======== Text excerpt

New Delhi: Questioning the rationale of continuing with the Armed Forces Special Powers Act (AFSPA) in Jammu and Kashmir, the National Human Rights Commission has said the government itself has noted that the country does not face any armed conflict situations.

The NHRC observation came in its Second Universal Periodic Review of human rights in the country.

"The AFSPA remains in force in Jammu and Kashmir and the North-Eastern States, conferring an impunity that often leads to the violation of human rights.

"This, despite the fact that India's 2011 report on the Optional Protocol to the Convention of Rights of Child (CRC) states that India does not face either international or non international armed conflict situations," the NHRC report said.

The continuance of AFSPA in Jammu and Kashmir has kicked up a row with Jammu and Kashmir Chief Minister Omar Abdullah pushing for its revocation. In Manipur, Irom Sharmila is on a fast for the past over ten years demanding revocation of the Act, dubbed "draconian" by activists.

On the Naxal movement, it said the spread of this violent Left-wing extremist movement is a cautionary tale.

"Estimates are that 200 out of the 600 districts in India are affected, though the government puts the figure at around 60 districts; even so this means that perhaps 120 million people are affected," it said.

Belatedly, the government is trying to bring the fruits of development to these areas, but the violent opposition of the Naxals, who destroy even schools and attack officials, means that in the areas they control, human rights have become even more parlous, it said.

"It will be an immense challenge for a democracy to defeat a movement that respects no human rights, through means that safeguard and do not violate the rights of the citizens it must protect." The NHRC report also criticised the Prevention of Torture Bill, passed by the Lower House of Parliament. The Bill has been greatly strengthened by a Select Committee of the Upper House, and it would be a "travesty" if the original Bill is adopted.

"The scheduled castes and scheduled tribes remain particularly vulnerable despite laws to protect them, because of the indifference of public servants," it said.

Noting that "custodial justice" remained a problem, the report said jails are overcrowded and unhygienic, disease rampant and treatment poor.

================
======== Record extracts

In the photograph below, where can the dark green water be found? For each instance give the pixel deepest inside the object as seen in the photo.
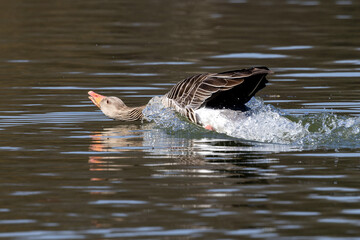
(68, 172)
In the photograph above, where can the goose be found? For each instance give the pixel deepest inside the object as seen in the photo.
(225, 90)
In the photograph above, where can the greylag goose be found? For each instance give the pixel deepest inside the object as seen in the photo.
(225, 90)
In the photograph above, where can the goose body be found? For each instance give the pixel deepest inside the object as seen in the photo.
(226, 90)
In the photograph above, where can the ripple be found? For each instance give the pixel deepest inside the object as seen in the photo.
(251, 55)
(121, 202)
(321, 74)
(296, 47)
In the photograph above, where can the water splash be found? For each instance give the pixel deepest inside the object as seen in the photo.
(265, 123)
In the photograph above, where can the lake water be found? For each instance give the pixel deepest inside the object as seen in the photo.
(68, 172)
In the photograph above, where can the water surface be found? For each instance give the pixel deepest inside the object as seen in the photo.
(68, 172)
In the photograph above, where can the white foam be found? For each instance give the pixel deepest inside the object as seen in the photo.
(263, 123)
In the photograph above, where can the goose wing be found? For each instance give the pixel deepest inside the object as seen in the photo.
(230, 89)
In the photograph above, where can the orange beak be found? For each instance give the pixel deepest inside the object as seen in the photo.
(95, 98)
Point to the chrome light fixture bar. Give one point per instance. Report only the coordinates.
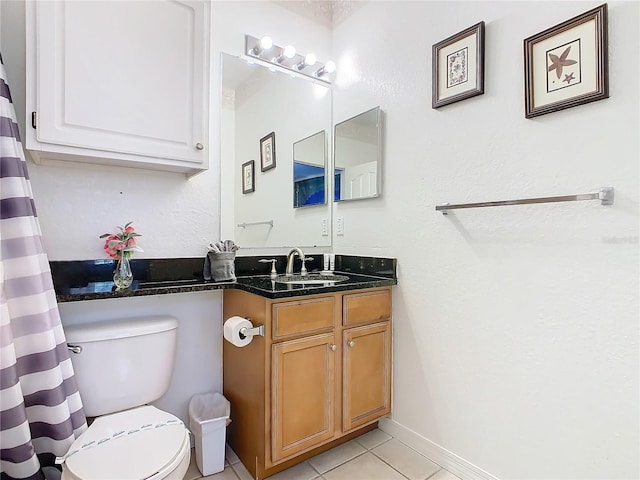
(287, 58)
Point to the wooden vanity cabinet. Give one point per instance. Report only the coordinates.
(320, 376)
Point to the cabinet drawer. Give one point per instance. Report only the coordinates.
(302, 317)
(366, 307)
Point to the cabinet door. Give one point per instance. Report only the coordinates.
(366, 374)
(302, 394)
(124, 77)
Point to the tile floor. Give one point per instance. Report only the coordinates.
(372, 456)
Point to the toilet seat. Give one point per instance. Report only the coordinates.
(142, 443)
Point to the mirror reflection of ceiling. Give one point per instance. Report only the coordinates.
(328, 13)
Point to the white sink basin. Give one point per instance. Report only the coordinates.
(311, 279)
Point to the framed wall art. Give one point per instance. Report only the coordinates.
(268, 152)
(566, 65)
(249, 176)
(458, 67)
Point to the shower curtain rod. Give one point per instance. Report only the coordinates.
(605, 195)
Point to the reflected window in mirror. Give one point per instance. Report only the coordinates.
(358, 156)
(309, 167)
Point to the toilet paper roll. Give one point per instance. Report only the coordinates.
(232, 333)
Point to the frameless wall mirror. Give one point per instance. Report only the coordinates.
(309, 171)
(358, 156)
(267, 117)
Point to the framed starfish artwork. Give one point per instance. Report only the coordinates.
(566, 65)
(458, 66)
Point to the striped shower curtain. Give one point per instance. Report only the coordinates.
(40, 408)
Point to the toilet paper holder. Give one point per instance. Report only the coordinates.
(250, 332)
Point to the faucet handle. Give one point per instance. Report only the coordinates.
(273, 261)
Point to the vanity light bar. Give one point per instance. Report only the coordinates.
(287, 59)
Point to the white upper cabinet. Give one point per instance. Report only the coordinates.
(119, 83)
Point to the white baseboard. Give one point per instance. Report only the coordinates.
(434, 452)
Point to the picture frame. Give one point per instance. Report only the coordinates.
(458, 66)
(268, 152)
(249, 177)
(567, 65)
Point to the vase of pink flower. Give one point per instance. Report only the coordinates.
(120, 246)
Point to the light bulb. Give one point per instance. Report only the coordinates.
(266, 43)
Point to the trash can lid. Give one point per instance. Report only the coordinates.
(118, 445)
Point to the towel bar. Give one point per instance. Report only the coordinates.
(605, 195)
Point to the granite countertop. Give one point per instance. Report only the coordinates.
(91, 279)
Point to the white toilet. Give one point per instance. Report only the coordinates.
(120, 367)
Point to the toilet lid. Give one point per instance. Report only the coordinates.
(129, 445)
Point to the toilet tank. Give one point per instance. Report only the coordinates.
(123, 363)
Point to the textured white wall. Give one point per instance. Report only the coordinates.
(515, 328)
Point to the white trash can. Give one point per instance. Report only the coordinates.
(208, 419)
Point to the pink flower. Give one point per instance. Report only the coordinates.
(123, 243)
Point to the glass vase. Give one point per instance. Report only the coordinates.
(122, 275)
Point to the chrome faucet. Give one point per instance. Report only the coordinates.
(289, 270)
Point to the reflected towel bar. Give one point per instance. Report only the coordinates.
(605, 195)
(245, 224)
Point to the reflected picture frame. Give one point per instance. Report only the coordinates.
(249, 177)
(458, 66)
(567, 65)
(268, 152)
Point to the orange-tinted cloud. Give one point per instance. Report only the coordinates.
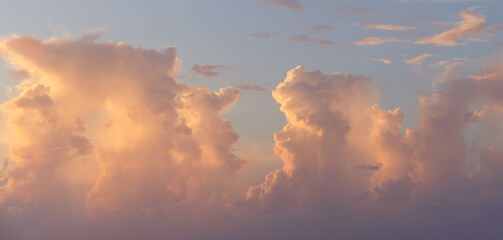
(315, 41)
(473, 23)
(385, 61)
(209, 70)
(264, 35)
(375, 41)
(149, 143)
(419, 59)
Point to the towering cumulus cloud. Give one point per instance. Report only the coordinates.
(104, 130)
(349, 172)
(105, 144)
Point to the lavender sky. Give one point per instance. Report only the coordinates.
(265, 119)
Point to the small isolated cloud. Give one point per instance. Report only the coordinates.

================

### Brief A:
Repeat the part of the article on the NHRC report that opens with the words containing "Belatedly, the government" and closes with "parlous, it said.".
### Brief B:
List every condition that the article on the NHRC report gives for the state of jails.
### Brief C:
For each of the following statements, say whether it agrees with the article on the NHRC report, and quote the words that decide it:
(i) The government puts the number of districts affected by the Naxal movement at around 60.
(ii) The Prevention of Torture Bill was passed by the Upper House of Parliament.
(iii) Irom Sharmila is fasting in Jammu and Kashmir.

### Written reply A:
Belatedly, the government is trying to bring the fruits of development to these areas, but the violent opposition of the Naxals, who destroy even schools and attack officials, means that in the areas they control, human rights have become even more parlous, it said.

### Written reply B:
1. Overcrowded
2. Unhygienic
3. Disease rampant
4. Treatment poor

### Written reply C:
(i) Yes: "though the government puts the figure at around 60 districts"
(ii) No: "passed by the Lower House of Parliament"
(iii) No: "In Manipur, Irom Sharmila is on a fast for the past over ten years"